┌─ Passage provided

I have been going back and forth on Zip R-sheathing (or , among others) for a large addition in climate zone 6 for two years. I have also been considering using Comfortboard on the exterior of a conventional wall assembly with regular Zip sheathing instead of foam. So we are in the same boat. The more I study GBA, FHB and other sources the more I feel like it is an endless rabbit hole and any decision is full of compromises.

Zip R has benefits: It provides a good thermal break and a great WRB. It simplifies the construction process and it solves a lot of problems for the window/door installation. It will save time compared to exterior insulation. And you can end up with a well-sealed box in the end.

Zip R has drawbacks: The big negative pointed out on GBA is it creates cold sheathing that could lead to condensation and result in mold or the OSB ultimately failing. I know this is based on science, but I don’t see how moisture is going to penetrate the polyiso that has a very low perm rating and it certainly is not going to come through the WRB if it is properly sealed.

└─
┌─ Provided data

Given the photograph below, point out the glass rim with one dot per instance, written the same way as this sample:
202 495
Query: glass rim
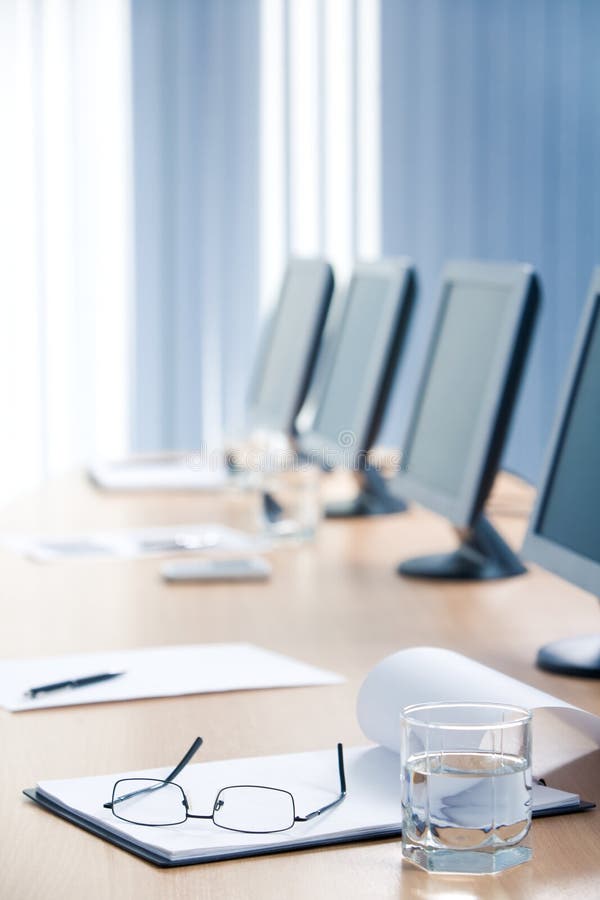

└─

● Problems to solve
1/ Reproduce everything in the Zip R-sheathing post from "Zip R has benefits: It" down to "is properly sealed.".
2/ Check these statements against the Zip R-sheathing post, answering yes or no for each and quoting the words that decide it: (a) The addition under consideration is in climate zone 5. (b) The writer says Zip R provides a good thermal break. (c) The writer says Zip R will take more time than exterior insulation.

● The answers
1/
Zip R has benefits: It provides a good thermal break and a great WRB. It simplifies the construction process and it solves a lot of problems for the window/door installation. It will save time compared to exterior insulation. And you can end up with a well-sealed box in the end.

Zip R has drawbacks: The big negative pointed out on GBA is it creates cold sheathing that could lead to condensation and result in mold or the OSB ultimately failing. I know this is based on science, but I don’t see how moisture is going to penetrate the polyiso that has a very low perm rating and it certainly is not going to come through the WRB if it is properly sealed.

2/
(a) No: "a large addition in climate zone 6"
(b) Yes: "It provides a good thermal break and a great WRB."
(c) No: "It will save time compared to exterior insulation."